● CONSIGNES:
1. Répondez aux questions suivantes d'après le texte sur l'indignation :
(a) Quelle armée bombarde désormais des combattants kurdes en Syrie ?
(b) Contre qui ces combattants kurdes étaient-ils hier en première ligne ?
(c) Qui part avec une indemnité substantielle ?
2. Prolongez le texte sur l'indignation face à l'actualité en reprenant après sa dernière phrase.

● TEXTE À LIRE:
Rue de la Loi : rendre l’indignation positive

Ecouter un flash info à la radio, feuilleter un journal, regarder la télévision, et bien sûr, surfer sur internet. Du réveil au coucher, nous sommes désormais bombardés d’informations qui  sont autant de  carburants à notre indignation. Indignation face à ce qui est en train de se passer en Syrie, où l’armée turque bombarde désormais sans retenue des combattants kurdes. Ces combattants qui hier étaient en première ligne quand il fallait combattre les terroristes de l’Etat Islamique, et que les Etats-Unis ou l’Europe laissent désormais se débrouiller tout seul maintenant qu’on n’a plus besoin d’eux. Faites le sale boulot à notre place, mais ne nous demandez surtout pas de gratitude. Indignation face à un fabriquant de hamburgers qui utilise la violence faites aux femmes pour booster son chiffre d’affaires. Indignation encore quand les directeurs de Nethys partent avec une indemnité substantielle, alors qu’ils se sont en partie arrangés pour s’assurer de garder un bon job et une bonne rémunération dans l’opération de vente, ô combien contestée, qu’ils viennent de mettre en place.

● SECTION DES DONNÉES:
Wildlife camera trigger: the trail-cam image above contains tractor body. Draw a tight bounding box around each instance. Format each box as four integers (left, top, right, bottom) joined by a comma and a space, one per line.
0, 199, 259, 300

● RÉPONSES CI-DESSOUS:
1.
(a) L'armée turque.
(b) Contre les terroristes de l'Etat Islamique.
(c) Les directeurs de Nethys.

2.
Et on peut continuer à feuilleter le journal : indignation quand on sait que 4 enfants bruxellois sur 10 vivent dans une famille sous le seuil de pauvreté, indignation quand on attaque des synagogues en Allemagne, ou qu’on attaque plus souvent les lanceurs d’alerte que ceux qu’ils dénoncent. Indignation pour la faiblesse du financement des hôpitaux, ou pour le refus du gouvernement fédéral de prendre en charge l’accueil des migrants. Et notre vie quotidienne ne nous consolera pas. Indignation quand l’automobiliste brûle la priorité à droite ou roule sur la piste cyclable. Indignation devant le prix du pain et la faiblesse des salaires. Indignation pour ces pluies diluviennes qui viennent gâcher notre weekend. Nous sommes tous des indignés. Et plus graves, des indignés sans fin comme le décrit Laurent De Sutter dans son dernier ouvrage “Indignation totale”.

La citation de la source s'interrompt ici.